Robert Atha (born September 22, 1960, in Marietta, Ohio) is a former American football placekicker, punter and quarterback who played college football for the Ohio State Buckeyes and NFL football for the Miami Dolphins and the Arizona Cardinals.

From 1978 to 1980, Atha played for the Buckeyes as a backup to the quarterback Art Schlichter and the placekicker Vlade Janakievski. In 1981, Atha earned the starting position as placekicker. He continued as a backup quarterback behind Mike Tomczak. Atha led the team in scoring that year with 88 points: 13 field goals, 43 PATs and one touchdown. He earned the key of worthington for his achievements. After his years of Ohio football he got drafted
to the Miami Dolphins.

- Data lines -

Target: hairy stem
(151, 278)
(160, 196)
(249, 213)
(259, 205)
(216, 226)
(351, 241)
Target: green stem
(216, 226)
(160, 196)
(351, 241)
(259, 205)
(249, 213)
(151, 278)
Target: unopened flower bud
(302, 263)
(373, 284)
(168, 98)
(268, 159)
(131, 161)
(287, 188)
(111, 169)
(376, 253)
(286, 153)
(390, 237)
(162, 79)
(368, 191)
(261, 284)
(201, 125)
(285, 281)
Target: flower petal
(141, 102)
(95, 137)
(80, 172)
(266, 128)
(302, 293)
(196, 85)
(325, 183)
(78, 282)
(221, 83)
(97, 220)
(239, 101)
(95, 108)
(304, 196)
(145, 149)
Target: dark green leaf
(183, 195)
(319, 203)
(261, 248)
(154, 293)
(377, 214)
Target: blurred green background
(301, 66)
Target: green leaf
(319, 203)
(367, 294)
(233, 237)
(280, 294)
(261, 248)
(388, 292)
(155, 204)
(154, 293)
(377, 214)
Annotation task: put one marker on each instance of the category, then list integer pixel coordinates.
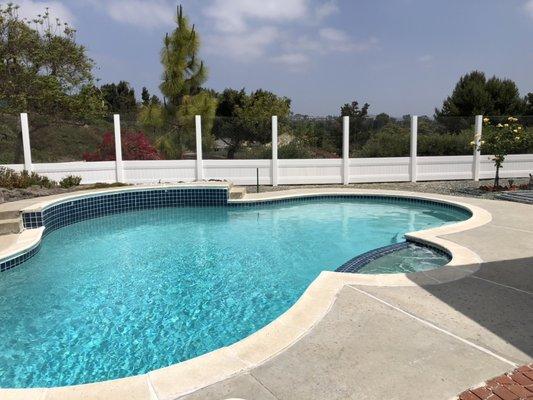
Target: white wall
(312, 171)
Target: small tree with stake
(500, 140)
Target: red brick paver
(515, 385)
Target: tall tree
(475, 95)
(529, 104)
(145, 97)
(44, 71)
(42, 68)
(119, 98)
(181, 87)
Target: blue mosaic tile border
(383, 199)
(70, 212)
(355, 264)
(17, 260)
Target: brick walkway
(515, 385)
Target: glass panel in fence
(385, 136)
(445, 136)
(153, 136)
(237, 138)
(10, 140)
(305, 137)
(57, 140)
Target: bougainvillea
(135, 146)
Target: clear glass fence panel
(10, 140)
(305, 137)
(58, 140)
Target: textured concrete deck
(429, 342)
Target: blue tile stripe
(76, 210)
(355, 264)
(382, 199)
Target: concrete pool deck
(407, 341)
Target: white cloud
(244, 47)
(146, 14)
(326, 9)
(272, 29)
(234, 15)
(529, 8)
(29, 9)
(425, 59)
(294, 61)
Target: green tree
(247, 118)
(44, 72)
(119, 98)
(475, 95)
(181, 87)
(360, 124)
(529, 104)
(42, 68)
(145, 97)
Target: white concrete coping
(188, 376)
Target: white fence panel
(390, 169)
(514, 166)
(240, 172)
(312, 171)
(445, 167)
(164, 171)
(291, 172)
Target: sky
(400, 56)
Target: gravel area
(454, 188)
(7, 195)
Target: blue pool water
(128, 293)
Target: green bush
(10, 179)
(70, 181)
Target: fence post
(199, 160)
(274, 150)
(414, 141)
(118, 150)
(345, 150)
(476, 163)
(26, 147)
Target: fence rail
(276, 171)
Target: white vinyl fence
(283, 171)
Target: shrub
(11, 179)
(135, 146)
(70, 181)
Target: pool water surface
(128, 293)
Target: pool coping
(186, 377)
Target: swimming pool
(131, 292)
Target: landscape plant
(501, 139)
(135, 146)
(10, 179)
(70, 181)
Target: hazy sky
(401, 56)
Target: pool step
(237, 193)
(10, 226)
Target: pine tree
(145, 97)
(184, 74)
(183, 96)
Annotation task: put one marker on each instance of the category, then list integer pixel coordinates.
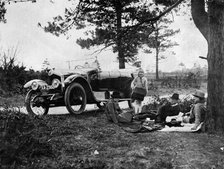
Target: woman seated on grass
(198, 110)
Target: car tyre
(75, 95)
(30, 96)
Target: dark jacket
(167, 109)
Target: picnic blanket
(186, 127)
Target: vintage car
(76, 88)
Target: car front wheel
(35, 104)
(75, 98)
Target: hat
(199, 94)
(175, 96)
(140, 70)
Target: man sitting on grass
(169, 108)
(198, 110)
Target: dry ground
(89, 141)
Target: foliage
(160, 40)
(115, 24)
(13, 75)
(2, 11)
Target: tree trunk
(215, 67)
(211, 25)
(119, 39)
(157, 63)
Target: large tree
(208, 16)
(116, 24)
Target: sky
(34, 45)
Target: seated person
(170, 108)
(198, 110)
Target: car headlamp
(55, 83)
(34, 86)
(50, 72)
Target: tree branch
(156, 18)
(200, 16)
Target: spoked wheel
(130, 104)
(100, 105)
(75, 99)
(35, 104)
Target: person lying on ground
(169, 108)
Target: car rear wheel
(130, 104)
(35, 104)
(75, 98)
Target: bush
(20, 139)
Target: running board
(100, 97)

- Written problem A -
Name every player other than Atha mentioned in the Robert Atha article.
- Written problem B -
According to the Robert Atha article, how many points did Atha score to lead the Buckeyes in 1981?
- Written problem C -
Extend the Robert Atha article, picking up after its final sentence.

- Task result A -
Art Schlichter, Vlade Janakievski, Mike Tomczak

- Task result B -
He scored 88 points.

- Task result C -
During an October 24, 1981, game in Ohio Stadium, Atha made five field goals to set an Ohio State school and stadium record. The record has not been surpassed but it has been tied by Mike Nugent (at North Carolina State on September 19, 2004) and Josh Huston (vs. 2005 Texas Longhorns football team on September 17, 2005, in Ohio Stadium). It was most recently tied on September 11, 2010, by Devin Barclay versus the University of Miami.

Atha is married to Carol Atha and has a daughter named Lauren Atha Skinner, and two sons Hunter and Tanner Atha. He is the owner of Houghton Investments, an oilfield production company in Ohio.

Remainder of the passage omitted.